[DEINE AUFGABE]
Gib die Zeilen vom Anfang bis einschließlich der Zeile, die „[[436, 395, 458, 438], [586, 400, 603, 437]]“ enthält, Wort für Wort wieder. Lass die Bilder in der Antwort weg.

◆ ◆ ◆

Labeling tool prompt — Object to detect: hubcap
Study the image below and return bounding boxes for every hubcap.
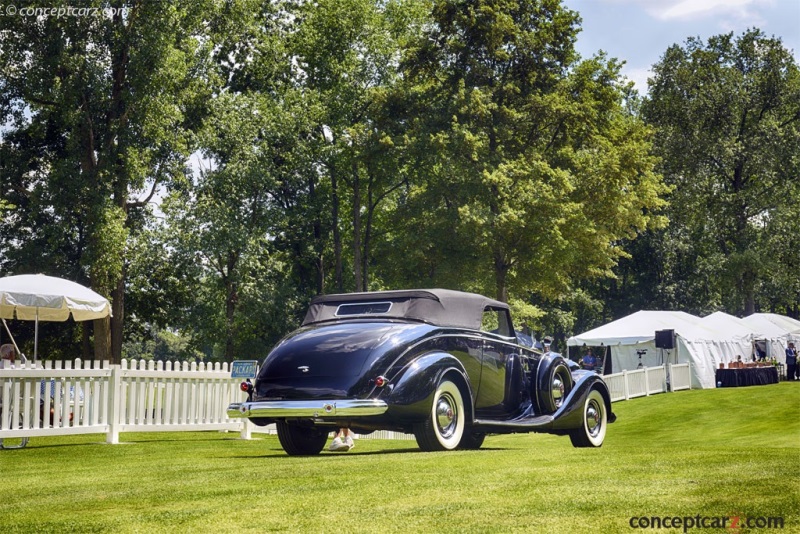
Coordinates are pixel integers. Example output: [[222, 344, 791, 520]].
[[436, 395, 458, 438], [586, 400, 603, 437]]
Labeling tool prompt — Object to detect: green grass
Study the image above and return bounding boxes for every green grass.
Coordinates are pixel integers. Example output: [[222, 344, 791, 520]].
[[0, 383, 800, 533]]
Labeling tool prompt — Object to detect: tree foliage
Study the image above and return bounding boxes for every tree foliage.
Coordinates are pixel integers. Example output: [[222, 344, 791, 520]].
[[643, 30, 800, 315], [6, 0, 800, 360]]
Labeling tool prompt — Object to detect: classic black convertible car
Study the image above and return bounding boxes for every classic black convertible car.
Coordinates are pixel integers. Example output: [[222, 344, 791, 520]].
[[228, 289, 615, 455]]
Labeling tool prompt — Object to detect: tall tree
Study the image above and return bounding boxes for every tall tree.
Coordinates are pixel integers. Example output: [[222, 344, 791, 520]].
[[398, 0, 664, 300], [0, 0, 211, 361], [294, 0, 424, 291], [643, 29, 800, 315]]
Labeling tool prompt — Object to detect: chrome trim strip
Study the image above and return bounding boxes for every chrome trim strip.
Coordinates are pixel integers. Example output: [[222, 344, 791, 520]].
[[228, 399, 389, 419]]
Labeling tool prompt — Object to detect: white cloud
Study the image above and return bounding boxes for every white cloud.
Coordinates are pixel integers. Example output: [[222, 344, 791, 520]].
[[622, 65, 653, 95], [635, 0, 774, 25]]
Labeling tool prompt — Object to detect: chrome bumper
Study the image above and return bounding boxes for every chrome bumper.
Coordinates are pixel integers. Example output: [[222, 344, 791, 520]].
[[228, 399, 389, 419]]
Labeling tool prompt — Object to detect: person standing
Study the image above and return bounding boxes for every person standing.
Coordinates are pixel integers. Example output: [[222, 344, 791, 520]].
[[786, 342, 797, 380], [581, 349, 597, 371]]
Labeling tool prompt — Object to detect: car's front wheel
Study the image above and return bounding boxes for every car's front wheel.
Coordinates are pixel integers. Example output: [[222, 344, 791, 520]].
[[275, 421, 328, 456], [414, 379, 465, 451], [569, 389, 608, 447]]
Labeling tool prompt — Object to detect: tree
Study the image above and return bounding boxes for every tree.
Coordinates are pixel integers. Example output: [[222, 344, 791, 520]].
[[396, 0, 664, 300], [643, 29, 800, 315], [293, 0, 423, 292], [0, 1, 211, 361]]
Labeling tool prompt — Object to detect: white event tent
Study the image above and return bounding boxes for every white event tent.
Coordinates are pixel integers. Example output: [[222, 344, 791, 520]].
[[742, 313, 800, 364], [567, 311, 753, 388]]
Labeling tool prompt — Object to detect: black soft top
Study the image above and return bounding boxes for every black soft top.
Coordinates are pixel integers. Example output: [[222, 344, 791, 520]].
[[303, 289, 508, 330]]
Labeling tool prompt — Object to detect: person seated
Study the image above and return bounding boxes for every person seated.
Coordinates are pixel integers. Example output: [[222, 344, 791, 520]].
[[328, 427, 356, 452], [581, 349, 597, 371]]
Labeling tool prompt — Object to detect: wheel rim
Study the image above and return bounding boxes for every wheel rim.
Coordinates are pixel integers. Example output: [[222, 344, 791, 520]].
[[586, 399, 603, 438], [550, 376, 564, 408], [436, 393, 459, 439], [550, 365, 570, 410]]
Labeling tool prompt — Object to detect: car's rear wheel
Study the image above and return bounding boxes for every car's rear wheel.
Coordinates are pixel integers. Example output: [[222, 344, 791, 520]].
[[569, 389, 608, 447], [276, 421, 328, 456], [414, 379, 466, 451]]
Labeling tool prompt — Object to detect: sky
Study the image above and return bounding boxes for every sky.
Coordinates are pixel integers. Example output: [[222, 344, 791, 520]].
[[563, 0, 800, 94]]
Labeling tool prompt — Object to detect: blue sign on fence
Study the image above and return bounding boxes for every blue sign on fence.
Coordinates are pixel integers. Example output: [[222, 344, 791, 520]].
[[231, 360, 258, 378]]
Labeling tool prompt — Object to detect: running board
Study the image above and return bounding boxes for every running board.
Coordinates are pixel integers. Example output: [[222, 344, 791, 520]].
[[472, 415, 553, 434]]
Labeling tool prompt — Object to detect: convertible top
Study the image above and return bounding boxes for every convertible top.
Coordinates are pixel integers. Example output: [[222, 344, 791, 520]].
[[303, 289, 508, 330]]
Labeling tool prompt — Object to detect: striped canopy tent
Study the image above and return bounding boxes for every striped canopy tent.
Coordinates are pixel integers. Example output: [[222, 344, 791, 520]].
[[0, 274, 111, 361]]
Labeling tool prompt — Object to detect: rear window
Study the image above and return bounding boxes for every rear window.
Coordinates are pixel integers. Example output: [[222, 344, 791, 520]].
[[336, 302, 392, 317]]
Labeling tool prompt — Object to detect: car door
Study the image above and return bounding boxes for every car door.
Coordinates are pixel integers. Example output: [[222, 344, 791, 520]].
[[475, 307, 525, 419]]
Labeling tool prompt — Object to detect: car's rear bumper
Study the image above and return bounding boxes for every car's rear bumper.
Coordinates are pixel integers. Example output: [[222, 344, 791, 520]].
[[228, 399, 389, 419]]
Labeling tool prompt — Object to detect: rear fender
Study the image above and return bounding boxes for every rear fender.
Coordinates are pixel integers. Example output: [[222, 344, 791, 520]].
[[553, 371, 616, 430], [378, 352, 473, 419]]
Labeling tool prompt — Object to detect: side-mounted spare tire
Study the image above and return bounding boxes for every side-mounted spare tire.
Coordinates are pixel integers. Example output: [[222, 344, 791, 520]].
[[536, 356, 574, 414]]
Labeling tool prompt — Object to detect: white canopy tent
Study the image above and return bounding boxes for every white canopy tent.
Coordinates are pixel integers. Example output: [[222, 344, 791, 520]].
[[567, 311, 753, 388], [0, 274, 111, 361], [742, 313, 800, 364]]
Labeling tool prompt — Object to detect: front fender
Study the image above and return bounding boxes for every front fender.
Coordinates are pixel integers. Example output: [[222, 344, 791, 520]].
[[378, 352, 472, 426]]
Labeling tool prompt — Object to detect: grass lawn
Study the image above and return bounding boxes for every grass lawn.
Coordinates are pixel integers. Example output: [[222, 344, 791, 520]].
[[0, 383, 800, 533]]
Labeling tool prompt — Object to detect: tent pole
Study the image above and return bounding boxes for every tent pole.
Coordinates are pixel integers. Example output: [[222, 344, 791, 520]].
[[33, 307, 39, 363], [3, 319, 22, 360]]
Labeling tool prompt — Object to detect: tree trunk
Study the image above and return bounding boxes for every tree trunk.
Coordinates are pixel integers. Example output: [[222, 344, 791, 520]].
[[329, 164, 344, 293], [353, 162, 364, 291], [110, 265, 125, 363], [225, 253, 239, 362], [308, 177, 325, 295], [494, 251, 509, 302], [94, 317, 113, 362]]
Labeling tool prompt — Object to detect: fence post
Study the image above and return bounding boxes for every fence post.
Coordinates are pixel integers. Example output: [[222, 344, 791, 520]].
[[240, 419, 253, 439], [106, 365, 122, 445], [622, 369, 631, 400]]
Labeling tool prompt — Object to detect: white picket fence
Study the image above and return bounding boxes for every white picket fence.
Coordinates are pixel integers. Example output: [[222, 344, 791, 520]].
[[603, 363, 692, 402], [0, 359, 250, 443], [0, 359, 691, 443]]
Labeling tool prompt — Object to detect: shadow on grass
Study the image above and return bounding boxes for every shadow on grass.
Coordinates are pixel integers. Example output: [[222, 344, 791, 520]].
[[223, 447, 510, 460]]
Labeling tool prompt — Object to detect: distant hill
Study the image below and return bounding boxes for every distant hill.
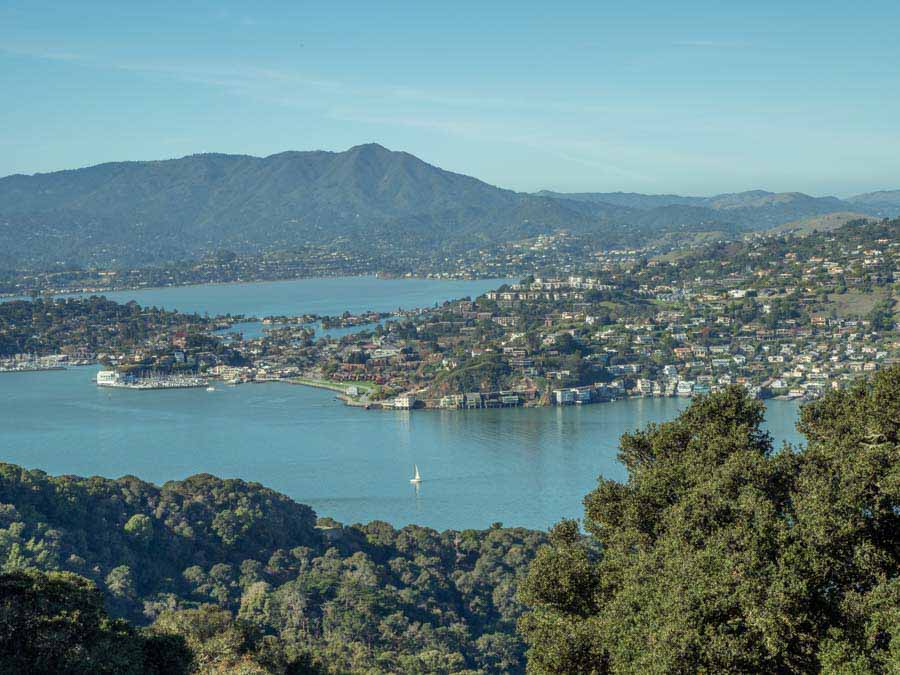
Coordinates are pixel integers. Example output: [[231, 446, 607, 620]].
[[537, 190, 880, 230], [0, 144, 716, 267], [0, 144, 892, 269], [767, 211, 877, 234], [847, 190, 900, 218]]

◆ ◆ ◆

[ENDERGEBNIS]
Labeling tool prompt — Object to detect: hubcap
Study the image below and return bounding boxes for every hubcap.
Coordinates are pixel integers. Example output: [[222, 344, 791, 520]].
[[436, 395, 458, 438], [586, 400, 603, 437]]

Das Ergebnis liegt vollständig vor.